■ **REQUIRED WORK**
Check each line below for "wall" and give the count of those that have it, nothing else.
[DATASET RECORDS]
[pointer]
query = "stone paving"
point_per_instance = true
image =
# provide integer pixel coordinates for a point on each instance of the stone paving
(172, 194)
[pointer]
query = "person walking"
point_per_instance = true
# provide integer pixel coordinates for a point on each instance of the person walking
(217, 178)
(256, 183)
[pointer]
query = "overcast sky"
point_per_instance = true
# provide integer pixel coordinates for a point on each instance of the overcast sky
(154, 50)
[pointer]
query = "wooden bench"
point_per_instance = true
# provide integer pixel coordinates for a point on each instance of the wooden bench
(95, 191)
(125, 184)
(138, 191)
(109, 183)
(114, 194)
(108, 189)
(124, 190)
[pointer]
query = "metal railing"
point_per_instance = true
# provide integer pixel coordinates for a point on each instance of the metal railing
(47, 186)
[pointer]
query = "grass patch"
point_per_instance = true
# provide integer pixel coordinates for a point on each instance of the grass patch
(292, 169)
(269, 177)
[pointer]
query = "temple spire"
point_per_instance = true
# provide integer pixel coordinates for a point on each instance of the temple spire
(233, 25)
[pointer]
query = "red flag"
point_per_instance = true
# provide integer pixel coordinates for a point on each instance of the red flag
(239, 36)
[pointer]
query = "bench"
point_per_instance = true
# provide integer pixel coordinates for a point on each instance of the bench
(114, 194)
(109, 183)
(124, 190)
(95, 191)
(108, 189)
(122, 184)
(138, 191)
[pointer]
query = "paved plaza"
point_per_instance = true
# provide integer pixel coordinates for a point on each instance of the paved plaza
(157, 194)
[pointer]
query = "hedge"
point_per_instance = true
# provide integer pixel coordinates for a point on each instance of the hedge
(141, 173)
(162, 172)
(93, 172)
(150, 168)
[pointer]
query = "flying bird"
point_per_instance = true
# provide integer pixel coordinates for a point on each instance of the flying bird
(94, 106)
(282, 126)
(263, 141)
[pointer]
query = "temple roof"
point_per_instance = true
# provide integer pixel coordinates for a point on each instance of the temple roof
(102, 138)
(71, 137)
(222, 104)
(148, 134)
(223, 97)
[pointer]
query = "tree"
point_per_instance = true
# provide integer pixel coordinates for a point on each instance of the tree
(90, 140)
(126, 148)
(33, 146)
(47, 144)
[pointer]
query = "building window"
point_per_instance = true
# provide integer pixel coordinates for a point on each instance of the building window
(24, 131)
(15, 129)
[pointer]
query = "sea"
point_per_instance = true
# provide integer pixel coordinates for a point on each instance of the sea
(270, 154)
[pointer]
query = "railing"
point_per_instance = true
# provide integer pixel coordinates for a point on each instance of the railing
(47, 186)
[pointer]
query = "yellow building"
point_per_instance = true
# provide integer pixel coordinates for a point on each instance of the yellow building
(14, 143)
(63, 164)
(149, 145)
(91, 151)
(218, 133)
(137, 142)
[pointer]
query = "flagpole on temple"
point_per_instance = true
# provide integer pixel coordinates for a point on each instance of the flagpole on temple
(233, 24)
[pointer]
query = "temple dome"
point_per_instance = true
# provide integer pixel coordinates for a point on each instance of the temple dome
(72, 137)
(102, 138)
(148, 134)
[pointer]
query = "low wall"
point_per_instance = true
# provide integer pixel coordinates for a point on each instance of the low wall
[/DATASET RECORDS]
■ **THE ANSWER**
2